Cardiff’s St David’s Hall is to remain shut for around 18 months while its roof is replaced and the building refurbished.

The 2,000-cap Welsh concert hall closed for an initial four weeks in September to allow the checks to be completed, but now faces a much lengthier spell on the sidelines after Reinforced Autoclaved Aerated Concrete (RAAC) experts noted that a significant number of the venue’s 900-plus roof panels were “red-critical” and others “red-high risk”, meaning they could fail and collapse.

Cardiff Council commissioned the report following changes to Health and Safety Executive (HSE) advice on Reinforced Autoclaved Aerated Concrete RAAC in public buildings. At least 10 concert venues and theatres shut their doors last month after inspectors flagged RAAC – a building material which the HSE said was now past its intended lifespan and is liable to fail without warning.

The council has cancelled all shows at St David’s Hall for the rest of the year, including gigs by the likes of Lindisfarne, Dexys, Graham Nash, Alfie Boe, Europe, Gabrielle, Daniel O’Donnell, Beverley Knight, Howard Jones and Level 42.

“We know this will cause a lot of inconvenience and disappointment for our customers, but we hope they will understand that the safety of audiences, staff, artists, volunteers, and everyone at the venue is paramount,” says a council spokesperson. “We will be in contact with promoters and hirers to discuss the potential for moving performances to other venues.”

——————————

_WORK ITEM 1_.
According to the article on the St David's Hall closure, why will the venue now stay shut far longer than the initial four weeks?
_WORK ITEM 2_.
In the article on the St David's Hall closure, what is the venue's capacity?
_WORK ITEM 3_.
Continue the article on the St David's Hall closure from the point where it ends.

[Rows from a collection]
——————————

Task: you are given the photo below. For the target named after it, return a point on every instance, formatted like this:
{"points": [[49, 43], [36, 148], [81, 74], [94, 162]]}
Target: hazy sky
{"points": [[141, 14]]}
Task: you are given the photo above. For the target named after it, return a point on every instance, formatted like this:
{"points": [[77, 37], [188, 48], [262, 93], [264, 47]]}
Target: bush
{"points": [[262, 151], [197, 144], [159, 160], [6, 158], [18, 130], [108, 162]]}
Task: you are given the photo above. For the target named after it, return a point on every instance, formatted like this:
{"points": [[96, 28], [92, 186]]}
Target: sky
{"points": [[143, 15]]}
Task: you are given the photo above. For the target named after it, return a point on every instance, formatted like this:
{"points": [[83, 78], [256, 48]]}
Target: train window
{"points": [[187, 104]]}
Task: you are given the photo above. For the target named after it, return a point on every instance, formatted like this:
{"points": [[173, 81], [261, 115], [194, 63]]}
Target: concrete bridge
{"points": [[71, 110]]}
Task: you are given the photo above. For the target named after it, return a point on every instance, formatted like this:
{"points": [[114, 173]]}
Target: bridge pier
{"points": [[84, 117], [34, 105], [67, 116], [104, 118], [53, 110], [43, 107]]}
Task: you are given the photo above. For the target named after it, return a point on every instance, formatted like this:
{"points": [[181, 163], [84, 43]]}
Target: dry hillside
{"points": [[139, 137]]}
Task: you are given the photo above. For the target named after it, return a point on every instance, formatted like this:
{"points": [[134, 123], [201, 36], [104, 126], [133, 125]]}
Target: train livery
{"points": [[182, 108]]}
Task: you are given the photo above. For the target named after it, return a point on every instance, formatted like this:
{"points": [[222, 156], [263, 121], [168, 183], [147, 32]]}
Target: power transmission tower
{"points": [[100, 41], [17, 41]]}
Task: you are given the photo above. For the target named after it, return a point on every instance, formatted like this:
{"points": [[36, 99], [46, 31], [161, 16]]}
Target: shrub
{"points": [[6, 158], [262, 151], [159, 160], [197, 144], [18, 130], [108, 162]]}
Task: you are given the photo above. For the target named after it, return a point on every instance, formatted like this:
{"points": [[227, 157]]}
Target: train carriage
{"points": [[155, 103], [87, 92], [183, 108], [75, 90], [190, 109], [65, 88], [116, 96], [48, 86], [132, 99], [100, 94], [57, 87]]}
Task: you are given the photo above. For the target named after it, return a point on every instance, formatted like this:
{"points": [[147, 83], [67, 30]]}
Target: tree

——————————

_ANSWER SPACE 1_.
Experts in Reinforced Autoclaved Aerated Concrete found that a significant number of the venue's 900-plus roof panels were "red-critical" and others "red-high risk." This meant they could fail and collapse, so the roof must be replaced and the building refurbished.

_ANSWER SPACE 2_.
It is a 2,000-capacity concert hall.

_ANSWER SPACE 3_.
“We continue to work to progress the transfer of the hall to Academy Music Group”

St David’s Hall was in the process of being leased to the Academy Music Group (AMG), which had committed to refurbishing the venue and dealing with the roof issues as part of the original lease agreement. The council’s Cabinet will now meet this Thursday (26 October) to decide next steps and whether it should still go ahead with plans to enter a new lease agreement with AMG.

The authority says that AMG had planned to keep St David’s Hall open with only short closures while repairs took place. But “the findings of this new report now point towards a complete closure to enable a new roof to be installed and a refurbishment of the venue to take place”, which “could take around 18 months to deliver”.

“Work is continuing to progress the transfer of the hall to AMG,” adds the spokesperson. “Ahead of taking over the operation of St David’s Hall, AMG had already undertaken its own inspections and while it did have plans to undertake remedial work and to keep the venue open, the latest report into the condition of RAAC in the building indicates clearly it would be better to keep the venue closed until it is completely refurbished, and a new roof has been installed.

“We continue to work to progress the transfer of the hall to Academy Music Group. We are keeping them appraised of the actions we are taking, and we are in constant dialogue with staff at St David’s Hall to keep them updated too.”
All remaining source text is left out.